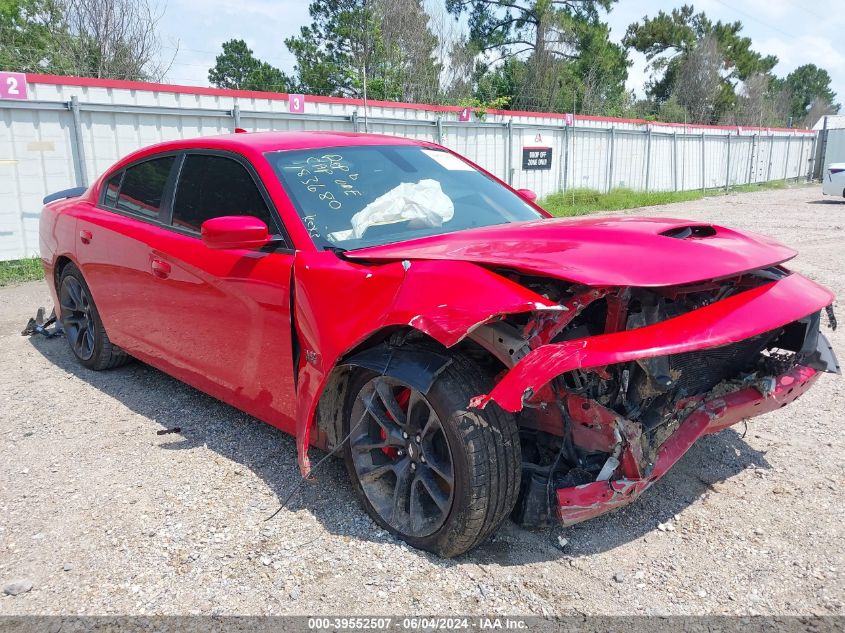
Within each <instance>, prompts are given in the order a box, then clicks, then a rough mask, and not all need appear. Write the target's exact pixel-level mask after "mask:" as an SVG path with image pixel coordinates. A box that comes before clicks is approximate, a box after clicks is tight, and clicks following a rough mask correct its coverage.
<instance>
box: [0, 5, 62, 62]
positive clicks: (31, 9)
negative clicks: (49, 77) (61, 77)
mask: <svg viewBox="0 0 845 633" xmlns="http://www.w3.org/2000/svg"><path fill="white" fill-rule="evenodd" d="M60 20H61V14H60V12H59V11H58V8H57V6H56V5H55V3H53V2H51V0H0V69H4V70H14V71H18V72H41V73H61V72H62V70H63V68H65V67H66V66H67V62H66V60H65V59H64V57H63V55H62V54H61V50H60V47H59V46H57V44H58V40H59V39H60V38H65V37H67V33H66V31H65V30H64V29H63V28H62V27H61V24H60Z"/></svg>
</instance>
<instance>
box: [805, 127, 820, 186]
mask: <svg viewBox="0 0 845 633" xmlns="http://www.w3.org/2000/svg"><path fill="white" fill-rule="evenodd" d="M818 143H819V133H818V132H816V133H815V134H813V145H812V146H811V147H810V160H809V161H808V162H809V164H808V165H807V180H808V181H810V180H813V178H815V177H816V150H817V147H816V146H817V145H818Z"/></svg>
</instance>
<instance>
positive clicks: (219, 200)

==

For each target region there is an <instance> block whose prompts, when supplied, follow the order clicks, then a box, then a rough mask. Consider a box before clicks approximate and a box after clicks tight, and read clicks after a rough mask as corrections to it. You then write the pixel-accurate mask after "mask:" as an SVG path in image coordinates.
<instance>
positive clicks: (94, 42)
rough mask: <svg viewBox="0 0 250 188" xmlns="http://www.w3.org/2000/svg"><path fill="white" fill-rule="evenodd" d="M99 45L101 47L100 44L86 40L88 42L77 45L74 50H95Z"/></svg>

# YOUR ASSIGNMENT
Copy the records above exactly, beginning at the line that contains "Within each <instance>, prompts" and stopping after the line that contains "positive clicks: (31, 9)".

# EXERCISE RESULT
Within each <instance>, prompts are given in the order a box, then clicks, then a rough mask, and not all need appear. Write the target's exact pixel-level mask after "mask:" as an SVG path with image pixel coordinates. A box that comes before clicks is approximate, a box after clicks is tight, and clicks following a rough mask correct its coverage.
<instance>
box: [0, 5, 62, 62]
positive clicks: (31, 9)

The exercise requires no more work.